*Liste des consignes*
A) D'après le texte sur la nature sauvage, quelle part de son territoire l'Allemagne souhaite-t-elle consacrer à la nature sauvage dans sa Stratégie pour la diversité biologique ?
B) Dupliquez le passage du texte sur la nature sauvage qui commence par « A la question » et se termine par « des zones naturelles. ».
C) Rédigez la suite du texte sur la nature sauvage à partir de sa dernière phrase.

*Texte de lecture*
**********
A la question « combien reste t-il de nature sauvage ? », Jean-Claude Génot nous a indiqué qu’en France, si on parle de sites strictement protégés, il y a 22 000 hectares de forêts domaniales en réserve intégrale soit 1,4 % des forêts domaniales et 0,13 % des forêts françaises (mais la chasse y est autorisée sauf pour le petit gibier et lorsque la présence de grands prédateurs comme le loup est attestée)… Mais en métropole, on dénombre environ 5 millions d’hectares de terres qui sont sans usages, mais dans certaines régions ce sont souvent des micro-sites alors qu’il faut plusieurs centaines, voire des milliers d’hectares pour réellement sauvegarder des zones naturelles.
Certains pays ont des lois intégrant la notion de « wilderness », comme la Finlande, la Norvège, l’Allemagne (Wildnis qui signifie sauvage), l’Autriche. L’Italie préserve aussi des zones en libre évolution et assume parfaitement la présence du loup et de l’ours. Certaines régions (le Frioul) ont protégé des sites en tant que zones de wilderness. Il existe d’ailleurs une société italienne de la wilderness. Par ailleurs, les forestiers n’ont plus le droit de toucher à la forêt dans les espaces protégés. Il existe aussi une société européenne de la wilderness qui fait de la certification de zones protégées considérées comme aires de wilderness. Dans sa Stratégie pour la diversité biologique, l’Allemagne souhaite protéger 2 % de nature sauvage sur son territoire et 5 % de forêts en libre évolution. Mais comme cela était difficile à appliquer par les propriétaires privés et les communes, elle a imposé 10 % dans les forêts des Länder.
**********
Données de pointage d'expressions référentielles:
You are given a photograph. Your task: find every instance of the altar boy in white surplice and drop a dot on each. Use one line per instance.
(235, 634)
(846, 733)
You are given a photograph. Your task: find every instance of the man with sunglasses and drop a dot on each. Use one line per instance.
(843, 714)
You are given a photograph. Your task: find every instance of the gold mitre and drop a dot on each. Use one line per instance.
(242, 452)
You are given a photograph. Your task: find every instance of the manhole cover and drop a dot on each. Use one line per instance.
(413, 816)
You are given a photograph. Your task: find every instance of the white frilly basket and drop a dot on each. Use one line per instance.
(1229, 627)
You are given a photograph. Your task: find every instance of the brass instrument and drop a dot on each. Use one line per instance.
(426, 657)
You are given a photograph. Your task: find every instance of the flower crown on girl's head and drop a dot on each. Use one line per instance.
**********
*Réponses aux consignes*
A) 2 % de son territoire.

B)
A la question « combien reste t-il de nature sauvage ? », Jean-Claude Génot nous a indiqué qu’en France, si on parle de sites strictement protégés, il y a 22 000 hectares de forêts domaniales en réserve intégrale soit 1,4 % des forêts domaniales et 0,13 % des forêts françaises (mais la chasse y est autorisée sauf pour le petit gibier et lorsque la présence de grands prédateurs comme le loup est attestée)… Mais en métropole, on dénombre environ 5 millions d’hectares de terres qui sont sans usages, mais dans certaines régions ce sont souvent des micro-sites alors qu’il faut plusieurs centaines, voire des milliers d’hectares pour réellement sauvegarder des zones naturelles.

C)
Problèmes et solutions
La nature sauvage/férale est menacée depuis quelques années par les énergies renouvelables (parcs éoliens et solaires) qui cherchent des endroits sauvages pour s’installer, en mer aussi. Par ailleurs, depuis le Grenelle de l’Environnement, on favorise le bois pour le chauffage et la forêt a beaucoup rajeuni (il n’y a plus autant de vieux arbres). De plus, des espèces exotiques vont être plantées pour adapter la forêt au changement climatique, sans laisser la chance aux espèces locales de s’adapter.
Une des solutions est la stratégie de l’ASPAS consistant en l’achat de grands espaces naturels qu’elle laisse en libre évolution pour en faire des réserves de vie sauvage. En effet, les écologues ont constaté que lorsqu’on laisse un lieu libre, des décennies plus tard, la faune s’enrichit, les processus écologiques se déploient et le milieu gagne en maturité. C’est donc un moindre mal des effets du changement climatique sur la composition de la faune et de la flore si les processus naturels et fonctionnels s’exercent sans contrainte humaine.
Pour les particuliers propriétaires, la loi sur la biodiversité donne la possibilité des ORE (Obligations réelles environnementales) permettant de se fixer des règles pour respecter la nature, et par exemple favoriser la libre évolution.
Les conservatoires d’espaces naturels laissent, de fait, des zones en libre évolution car ils n’ont pas assez de moyens pour intervenir sur l’ensemble de l’espace, mais aussi parce qu’ils se rendent compte de l’intérêt qu’il y a à laisser des sites naturels témoins face au changement climatique.